Data provided:
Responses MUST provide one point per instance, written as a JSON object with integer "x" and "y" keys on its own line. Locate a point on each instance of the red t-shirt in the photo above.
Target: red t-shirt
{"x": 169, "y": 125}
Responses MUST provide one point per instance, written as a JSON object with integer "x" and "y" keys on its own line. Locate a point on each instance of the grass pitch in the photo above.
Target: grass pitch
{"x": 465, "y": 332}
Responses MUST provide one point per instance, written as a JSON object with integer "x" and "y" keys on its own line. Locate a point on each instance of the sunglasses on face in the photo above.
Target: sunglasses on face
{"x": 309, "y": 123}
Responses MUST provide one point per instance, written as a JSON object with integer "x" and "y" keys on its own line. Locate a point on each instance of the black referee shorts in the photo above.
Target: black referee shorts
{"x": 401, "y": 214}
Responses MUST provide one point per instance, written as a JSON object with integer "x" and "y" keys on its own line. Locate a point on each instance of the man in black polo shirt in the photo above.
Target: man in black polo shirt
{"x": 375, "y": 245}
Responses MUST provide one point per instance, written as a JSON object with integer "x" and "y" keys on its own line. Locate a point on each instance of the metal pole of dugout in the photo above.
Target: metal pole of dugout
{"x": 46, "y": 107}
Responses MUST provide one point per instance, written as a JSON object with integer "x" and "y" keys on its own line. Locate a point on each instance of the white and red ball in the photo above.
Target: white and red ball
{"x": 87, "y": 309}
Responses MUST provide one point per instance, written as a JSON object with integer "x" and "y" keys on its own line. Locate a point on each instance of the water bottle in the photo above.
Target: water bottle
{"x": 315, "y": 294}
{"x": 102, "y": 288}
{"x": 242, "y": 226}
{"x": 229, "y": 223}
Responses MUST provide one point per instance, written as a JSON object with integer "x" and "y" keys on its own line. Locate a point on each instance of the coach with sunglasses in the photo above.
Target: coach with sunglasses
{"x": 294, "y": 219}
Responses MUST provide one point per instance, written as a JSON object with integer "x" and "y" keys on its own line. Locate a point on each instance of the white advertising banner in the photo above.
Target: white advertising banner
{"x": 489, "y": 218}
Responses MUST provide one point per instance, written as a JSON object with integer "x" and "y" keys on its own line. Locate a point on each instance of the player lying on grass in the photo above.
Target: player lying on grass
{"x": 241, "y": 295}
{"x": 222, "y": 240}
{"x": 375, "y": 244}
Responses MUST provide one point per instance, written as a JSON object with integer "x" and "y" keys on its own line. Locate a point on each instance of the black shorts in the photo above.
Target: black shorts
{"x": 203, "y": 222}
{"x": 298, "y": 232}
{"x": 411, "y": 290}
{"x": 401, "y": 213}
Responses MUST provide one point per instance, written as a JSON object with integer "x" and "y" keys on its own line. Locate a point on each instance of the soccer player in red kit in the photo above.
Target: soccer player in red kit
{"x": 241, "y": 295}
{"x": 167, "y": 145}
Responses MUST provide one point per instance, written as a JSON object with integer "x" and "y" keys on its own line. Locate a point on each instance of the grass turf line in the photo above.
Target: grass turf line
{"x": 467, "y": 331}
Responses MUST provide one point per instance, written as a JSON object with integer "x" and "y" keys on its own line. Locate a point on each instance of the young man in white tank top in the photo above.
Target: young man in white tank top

Given problem: Format all the records above as a Markdown table with the columns Row and Line. Number each row and leave out blank lines.

The answer:
| Row | Line |
|---|---|
| 1 | Responses MUST provide one point per instance, written as a JSON object with integer "x" and "y" keys on its own line. Locate a point on each instance of the red t-shirt in the photo above. |
| 2 | Target: red t-shirt |
| 3 | {"x": 169, "y": 125} |
| 4 | Responses MUST provide one point per instance, written as a JSON object with integer "x" and "y" keys on its own line. Locate a point on each instance of the grass pitch in the photo above. |
| 5 | Target: grass pitch |
| 6 | {"x": 465, "y": 332} |
| 7 | Responses MUST provide one point per instance, written as a JSON object with integer "x" and "y" keys on its own line. Locate a point on each instance of the sunglasses on face in the photo above. |
| 8 | Target: sunglasses on face |
| 9 | {"x": 309, "y": 123} |
| 10 | Responses MUST provide one point per instance, written as a JSON object with integer "x" and "y" keys on its own line. Locate a point on each instance of the black referee shorts in the photo above. |
| 11 | Target: black referee shorts |
| 12 | {"x": 401, "y": 214} |
| 13 | Responses MUST provide one point per instance, written as a JSON object with integer "x" and "y" keys on its own line. Locate a point on each instance of the man in black polo shirt in the photo above. |
| 14 | Target: man in black polo shirt |
| 15 | {"x": 375, "y": 245} |
| 16 | Responses MUST provide one point per instance, written as a JSON object with integer "x" and "y" keys on its own line. Locate a point on each instance of the metal pole of dugout in the photo above. |
| 17 | Target: metal pole of dugout |
| 18 | {"x": 46, "y": 107} |
| 19 | Responses MUST provide one point per instance, written as a JSON object with integer "x" and "y" keys on its own line. Locate a point on each instance of the white and red ball in the photo above. |
| 20 | Target: white and red ball |
| 21 | {"x": 87, "y": 309} |
| 22 | Responses MUST provide one point per instance, written as a JSON object with integer "x" and "y" keys on its own line. Locate a point on each instance of the water bottle in the photo above. |
| 23 | Target: water bottle |
| 24 | {"x": 315, "y": 294} |
| 25 | {"x": 102, "y": 288} |
| 26 | {"x": 242, "y": 226} |
| 27 | {"x": 229, "y": 223} |
| 28 | Responses MUST provide one point per instance, written as a JSON object with integer "x" and "y" keys on its own line. Locate a point on each instance of the coach with sunglasses in the photo above. |
| 29 | Target: coach with sunglasses |
| 30 | {"x": 294, "y": 219} |
| 31 | Responses MUST provide one point per instance, written as a JSON object with integer "x" and "y" keys on its own line. Locate a point on each instance of the white advertising banner in the photo above. |
| 32 | Target: white advertising banner |
| 33 | {"x": 489, "y": 218} |
| 34 | Responses MUST provide one point per instance, written as a JSON object with integer "x" and "y" keys on its own line. Locate a point on each instance of the player lying on grass in the photo above. |
| 35 | Target: player lying on grass |
| 36 | {"x": 241, "y": 295} |
| 37 | {"x": 222, "y": 240} |
| 38 | {"x": 375, "y": 244} |
| 39 | Responses MUST provide one point per instance, written as a JSON object with integer "x" and "y" keys on its own line. Locate a point on each instance of the black shorts in the photo above. |
| 40 | Target: black shorts |
| 41 | {"x": 203, "y": 222} |
| 42 | {"x": 298, "y": 232} |
| 43 | {"x": 411, "y": 290} |
| 44 | {"x": 401, "y": 213} |
| 45 | Responses MUST provide one point per instance, written as a JSON object with integer "x" and "y" keys on its own line. Locate a point on each instance of the soccer player in red kit in the photo above. |
| 46 | Target: soccer player in red kit |
| 47 | {"x": 241, "y": 295} |
| 48 | {"x": 167, "y": 145} |
| 49 | Responses MUST provide one point per instance, written as a JSON object with integer "x" and "y" keys on its own line. Locate a point on each instance of the grass turf line in the photo above. |
| 50 | Target: grass turf line |
| 51 | {"x": 467, "y": 331} |
| 52 | Responses MUST provide one point per instance, written as a JSON object with integer "x" and "y" keys on its own line. Locate a point on each instance of the young man in white tank top in the photo above. |
| 53 | Target: young man in white tank top |